(Stored records)

========

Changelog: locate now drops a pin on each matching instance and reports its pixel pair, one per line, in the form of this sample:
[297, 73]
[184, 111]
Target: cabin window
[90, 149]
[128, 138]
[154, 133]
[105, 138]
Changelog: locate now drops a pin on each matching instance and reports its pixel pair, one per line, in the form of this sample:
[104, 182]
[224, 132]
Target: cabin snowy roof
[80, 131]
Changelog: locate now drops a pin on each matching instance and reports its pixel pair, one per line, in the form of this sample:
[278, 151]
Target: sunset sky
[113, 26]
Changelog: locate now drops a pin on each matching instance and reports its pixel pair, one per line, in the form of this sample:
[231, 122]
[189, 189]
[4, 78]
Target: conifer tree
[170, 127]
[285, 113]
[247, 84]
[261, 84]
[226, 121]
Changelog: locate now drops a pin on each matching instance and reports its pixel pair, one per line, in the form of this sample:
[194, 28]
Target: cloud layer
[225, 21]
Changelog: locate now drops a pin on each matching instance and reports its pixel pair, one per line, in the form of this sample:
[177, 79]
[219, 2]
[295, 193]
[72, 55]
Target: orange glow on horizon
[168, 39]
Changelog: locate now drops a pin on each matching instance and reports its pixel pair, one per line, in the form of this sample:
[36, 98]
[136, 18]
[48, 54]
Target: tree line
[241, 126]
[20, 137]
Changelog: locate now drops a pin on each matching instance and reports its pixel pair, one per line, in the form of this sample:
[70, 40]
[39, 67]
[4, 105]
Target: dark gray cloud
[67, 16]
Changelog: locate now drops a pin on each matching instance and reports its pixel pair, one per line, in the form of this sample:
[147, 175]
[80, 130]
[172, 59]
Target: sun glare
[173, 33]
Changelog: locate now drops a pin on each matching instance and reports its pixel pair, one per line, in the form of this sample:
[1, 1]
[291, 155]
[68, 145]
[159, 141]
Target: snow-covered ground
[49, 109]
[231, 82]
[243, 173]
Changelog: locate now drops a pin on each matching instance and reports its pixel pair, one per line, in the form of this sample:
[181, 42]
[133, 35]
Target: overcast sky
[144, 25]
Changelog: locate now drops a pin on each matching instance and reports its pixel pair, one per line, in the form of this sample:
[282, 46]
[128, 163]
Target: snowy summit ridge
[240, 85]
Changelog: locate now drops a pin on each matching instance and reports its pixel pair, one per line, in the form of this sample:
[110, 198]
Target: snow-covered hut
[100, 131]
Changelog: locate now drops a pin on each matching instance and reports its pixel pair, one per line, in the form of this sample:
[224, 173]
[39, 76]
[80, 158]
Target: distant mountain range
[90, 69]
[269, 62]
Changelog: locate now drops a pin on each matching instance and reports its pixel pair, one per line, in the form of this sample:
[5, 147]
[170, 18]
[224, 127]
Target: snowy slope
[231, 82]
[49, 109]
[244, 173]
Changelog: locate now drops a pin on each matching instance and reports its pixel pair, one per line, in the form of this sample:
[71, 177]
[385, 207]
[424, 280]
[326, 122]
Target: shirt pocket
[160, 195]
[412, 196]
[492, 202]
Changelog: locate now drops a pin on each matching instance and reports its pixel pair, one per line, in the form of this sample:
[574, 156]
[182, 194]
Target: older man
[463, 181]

========

Exercise prompt:
Lines from the one containing "Target: overcast sky" through the end of the entries above must be copied exactly; include both ends and no other lines.

Output of the task:
Target: overcast sky
[144, 25]
Changelog: locate now drops a pin on each matching instance and reports its pixel pair, one per line, in the form of this sample:
[282, 46]
[128, 163]
Target: snowy summit ridge
[240, 85]
Changelog: locate now drops a pin on each matching instance and reports its pixel pair, one per line, in the form of this sample:
[110, 198]
Target: snow-covered hut
[100, 131]
Changelog: locate now drops a pin on each matching instance and reports its pixel pair, one per line, in the form of this sample:
[224, 173]
[39, 76]
[80, 158]
Target: distant mountain range
[90, 69]
[269, 62]
Changelog: locate now drops a pin on each matching instance and reports its pixel pair, one per line, in the form of this sample:
[5, 147]
[170, 18]
[224, 127]
Target: snowy slope
[231, 82]
[49, 109]
[244, 173]
Changelog: locate now drops a pin on each matching instance and reports its pixel pair, one per line, in the form of this sample:
[71, 177]
[385, 207]
[424, 280]
[326, 122]
Target: shirt pocket
[160, 195]
[412, 196]
[492, 202]
Changelog: locate now drops a pin on each matching instance and reports its pixel pair, one per line, in the form of this sample:
[574, 156]
[182, 194]
Target: older man
[463, 181]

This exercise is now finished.